Fourier Series involving Hyperbolic Functions

[Sharya19]

Hello everyone first time here. don't know if it's the correct group... Am having some issues wiz my maths homework that going to count as a final assessment. Really Really need help.
The function (f), with a period of 2π is : f(x) = cosh(x-2π) if x [π;3π]..
I had to do a graph as the first part for the interval of [-π;5π] so that part is ok. PLEASE HELP WITH THE OTHER ISSUES...
NOTE: cosh x =(e^x + e^-x)/2
1st - Have to find out if the function is an odd or even parity... i worked it out and my answer is an even parity... But since i like to cross check(before moving on the next part) on the online calculator, it says that the function is neither odd nor even... Can someone pleasez help and then tell me How to proceed for the Fourier complex form of the function (f) if the answer is neither odd or even?

2nd - Have to find out about the Fourier complex form of the function (f).. Since i found it even parity so i used those function as seen in the picture. For ao i already did it, for the an please help wiz the integration by parts... The T in the formula i replaced by 2pi... Is it the correct way to do it?

3rd - The Part Four in Roman Numeral(iv), that a total black out for me

PLZ PLZ PLZ really need help...

 

[Opalg]

Hello everyone first time here. don't know if it's the correct group... Am having some issues wiz my maths homework that going to count as a final assessment. Really Really need help.
The function (f), with a period of 2π is : f(x) = cosh(x-2π) if x [π;3π]..
I had to do a graph as the first part for the interval of [-π;5π] so that part is ok. PLEASE HELP WITH THE OTHER ISSUES...
NOTE: cosh x =(e^x + e^-x)/2
1st - Have to find out if the function is an odd or even parity... i worked it out and my answer is an even parity... But since i like to cross check(before moving on the next part) on the online calculator, it says that the function is neither odd nor even... Can someone pleasez help and then tell me How to proceed for the Fourier complex form of the function (f) if the answer is neither odd or even?

2nd - Have to find out about the Fourier complex form of the function (f).. Since i found it even parity so i used those function as seen in the picture. For ao i already did it, for the an please help wiz the integration by parts... The T in the formula i replaced by 2pi... Is it the correct way to do it?
View attachment 11183

3rd - The Part Four in Roman Numeral(iv), that a total black out for me
View attachment 11182
PLZ PLZ PLZ really need help...

Hi Sharya19 and welcome to MHB! Since this assignment is for assessment, we ought not to give you too much help. But here are a few hints.

I agree with you that the function is even. (The online calculator may possibly not be able to handle the way that the function is defined as being periodic with period $2\pi$, with the initial period being the interval $[\pi,3\pi]$.)

(Items from a data source)
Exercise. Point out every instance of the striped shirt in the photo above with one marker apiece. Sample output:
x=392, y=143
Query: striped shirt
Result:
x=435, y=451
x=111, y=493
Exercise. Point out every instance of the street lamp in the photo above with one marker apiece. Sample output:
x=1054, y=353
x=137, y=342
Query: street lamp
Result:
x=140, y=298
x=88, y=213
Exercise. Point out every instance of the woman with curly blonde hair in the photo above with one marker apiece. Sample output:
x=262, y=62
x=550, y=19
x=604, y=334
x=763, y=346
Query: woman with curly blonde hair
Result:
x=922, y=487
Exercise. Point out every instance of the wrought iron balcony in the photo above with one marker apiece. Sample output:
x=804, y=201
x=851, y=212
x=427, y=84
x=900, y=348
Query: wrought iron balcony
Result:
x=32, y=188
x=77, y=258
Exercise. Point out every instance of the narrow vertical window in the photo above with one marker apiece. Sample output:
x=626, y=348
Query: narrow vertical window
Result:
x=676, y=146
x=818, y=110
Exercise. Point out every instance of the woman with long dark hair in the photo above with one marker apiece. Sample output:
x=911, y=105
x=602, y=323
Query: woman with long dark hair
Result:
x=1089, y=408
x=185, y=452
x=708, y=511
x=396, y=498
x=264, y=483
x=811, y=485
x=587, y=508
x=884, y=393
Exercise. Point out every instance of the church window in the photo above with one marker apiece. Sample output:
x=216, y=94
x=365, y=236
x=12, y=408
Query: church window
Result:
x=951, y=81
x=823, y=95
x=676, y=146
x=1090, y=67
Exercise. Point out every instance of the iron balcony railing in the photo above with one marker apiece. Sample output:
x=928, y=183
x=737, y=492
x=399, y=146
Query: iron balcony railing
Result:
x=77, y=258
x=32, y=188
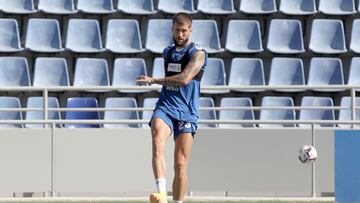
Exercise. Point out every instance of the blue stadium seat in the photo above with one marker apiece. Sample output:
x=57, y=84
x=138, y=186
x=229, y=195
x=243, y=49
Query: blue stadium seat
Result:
x=355, y=37
x=50, y=72
x=6, y=103
x=285, y=37
x=205, y=32
x=137, y=7
x=124, y=102
x=214, y=75
x=326, y=71
x=277, y=114
x=243, y=36
x=287, y=71
x=258, y=6
x=43, y=35
x=324, y=43
x=354, y=72
x=91, y=72
x=38, y=102
x=242, y=114
x=216, y=6
x=207, y=114
x=57, y=7
x=316, y=114
x=158, y=70
x=84, y=36
x=176, y=6
x=345, y=114
x=82, y=102
x=125, y=72
x=247, y=72
x=9, y=36
x=337, y=7
x=95, y=6
x=123, y=36
x=14, y=71
x=298, y=7
x=17, y=6
x=158, y=35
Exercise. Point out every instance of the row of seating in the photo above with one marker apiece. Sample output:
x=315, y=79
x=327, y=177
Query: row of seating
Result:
x=14, y=71
x=285, y=36
x=146, y=7
x=36, y=103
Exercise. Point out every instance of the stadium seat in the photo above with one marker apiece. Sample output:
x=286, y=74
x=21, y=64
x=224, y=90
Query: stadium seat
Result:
x=298, y=7
x=84, y=36
x=137, y=7
x=148, y=103
x=91, y=72
x=207, y=114
x=214, y=75
x=14, y=71
x=316, y=114
x=158, y=70
x=158, y=35
x=61, y=7
x=345, y=114
x=258, y=6
x=176, y=6
x=243, y=36
x=125, y=72
x=6, y=103
x=95, y=6
x=205, y=33
x=82, y=102
x=43, y=35
x=241, y=114
x=218, y=7
x=123, y=36
x=285, y=37
x=355, y=37
x=50, y=72
x=324, y=43
x=17, y=6
x=277, y=114
x=287, y=71
x=326, y=71
x=124, y=102
x=9, y=36
x=354, y=72
x=38, y=102
x=337, y=7
x=247, y=72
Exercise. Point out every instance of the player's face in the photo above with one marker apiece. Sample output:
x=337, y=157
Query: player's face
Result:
x=181, y=33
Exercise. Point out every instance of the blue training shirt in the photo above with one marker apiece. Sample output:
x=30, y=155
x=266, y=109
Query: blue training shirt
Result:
x=181, y=103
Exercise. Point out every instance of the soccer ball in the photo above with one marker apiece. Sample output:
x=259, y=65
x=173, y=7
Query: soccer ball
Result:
x=307, y=154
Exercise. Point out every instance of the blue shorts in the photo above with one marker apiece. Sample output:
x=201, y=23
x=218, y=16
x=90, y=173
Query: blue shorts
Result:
x=179, y=127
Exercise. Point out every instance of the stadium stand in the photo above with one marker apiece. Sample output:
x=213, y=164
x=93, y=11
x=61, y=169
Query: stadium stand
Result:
x=59, y=7
x=247, y=72
x=243, y=36
x=43, y=35
x=38, y=102
x=50, y=72
x=124, y=102
x=176, y=6
x=10, y=102
x=9, y=36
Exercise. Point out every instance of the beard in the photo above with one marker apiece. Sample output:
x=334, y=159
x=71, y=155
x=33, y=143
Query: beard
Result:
x=180, y=45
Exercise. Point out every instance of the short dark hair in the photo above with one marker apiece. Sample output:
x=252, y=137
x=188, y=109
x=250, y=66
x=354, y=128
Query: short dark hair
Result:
x=182, y=18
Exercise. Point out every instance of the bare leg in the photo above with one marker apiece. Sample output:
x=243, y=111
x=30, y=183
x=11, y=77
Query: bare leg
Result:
x=183, y=144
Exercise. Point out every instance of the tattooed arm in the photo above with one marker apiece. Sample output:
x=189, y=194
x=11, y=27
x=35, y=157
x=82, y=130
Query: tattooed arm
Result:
x=181, y=79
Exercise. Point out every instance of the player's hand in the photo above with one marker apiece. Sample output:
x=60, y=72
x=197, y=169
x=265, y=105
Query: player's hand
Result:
x=144, y=79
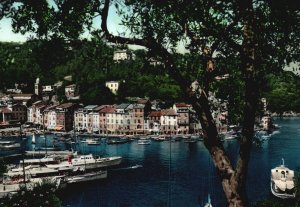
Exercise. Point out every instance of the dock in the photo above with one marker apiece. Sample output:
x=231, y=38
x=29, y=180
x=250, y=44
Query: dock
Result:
x=33, y=153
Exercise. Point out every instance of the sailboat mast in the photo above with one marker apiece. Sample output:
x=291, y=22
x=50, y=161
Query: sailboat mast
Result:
x=44, y=133
x=22, y=141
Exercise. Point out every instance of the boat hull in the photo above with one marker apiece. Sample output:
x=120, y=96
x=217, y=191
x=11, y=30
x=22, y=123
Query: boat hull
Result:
x=281, y=194
x=86, y=177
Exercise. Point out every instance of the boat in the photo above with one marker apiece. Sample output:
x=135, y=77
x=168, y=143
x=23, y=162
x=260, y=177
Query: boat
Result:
x=20, y=168
x=87, y=162
x=230, y=135
x=189, y=140
x=91, y=141
x=11, y=186
x=33, y=138
x=144, y=141
x=87, y=177
x=47, y=159
x=208, y=204
x=282, y=182
x=136, y=166
x=10, y=146
x=159, y=138
x=117, y=141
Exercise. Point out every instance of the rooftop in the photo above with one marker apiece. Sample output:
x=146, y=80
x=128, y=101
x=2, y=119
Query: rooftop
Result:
x=65, y=106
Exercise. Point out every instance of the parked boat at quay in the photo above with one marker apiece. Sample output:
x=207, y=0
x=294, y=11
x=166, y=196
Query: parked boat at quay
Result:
x=10, y=186
x=102, y=174
x=87, y=162
x=144, y=141
x=91, y=141
x=117, y=140
x=9, y=145
x=282, y=182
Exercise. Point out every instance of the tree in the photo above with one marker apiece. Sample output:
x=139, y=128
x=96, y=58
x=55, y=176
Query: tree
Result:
x=262, y=35
x=44, y=194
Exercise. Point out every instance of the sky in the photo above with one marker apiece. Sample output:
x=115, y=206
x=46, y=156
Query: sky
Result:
x=7, y=35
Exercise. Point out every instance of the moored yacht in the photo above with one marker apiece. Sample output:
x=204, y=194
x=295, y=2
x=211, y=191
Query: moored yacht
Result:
x=86, y=177
x=87, y=162
x=143, y=141
x=282, y=182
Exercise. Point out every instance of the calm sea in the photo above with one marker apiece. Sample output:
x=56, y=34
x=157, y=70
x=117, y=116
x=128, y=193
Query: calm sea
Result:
x=181, y=174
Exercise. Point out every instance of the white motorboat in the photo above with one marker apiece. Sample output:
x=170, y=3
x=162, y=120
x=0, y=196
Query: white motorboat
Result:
x=282, y=182
x=92, y=142
x=208, y=204
x=10, y=146
x=20, y=168
x=144, y=141
x=87, y=177
x=12, y=185
x=47, y=159
x=33, y=138
x=87, y=162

To be done:
1 - List the numbered issues (1st, 2nd, 3rd) that Sharya19 raises in the Fourier series thread, giving each one's subject.
2 - Please reproduce the Fourier series thread from "I agree with" to "the interval $[\pi,3\pi]$.)".

Answers to the exercises:
1 -
1st: whether the function has odd or even parity
2nd: the Fourier complex form of the function (f)
3rd: the Part Four in Roman numeral (iv)

2 -
I agree with you that the function is even. (The online calculator may possibly not be able to handle the way that the function is defined as being periodic with period $2\pi$, with the initial period being the interval $[\pi,3\pi]$.)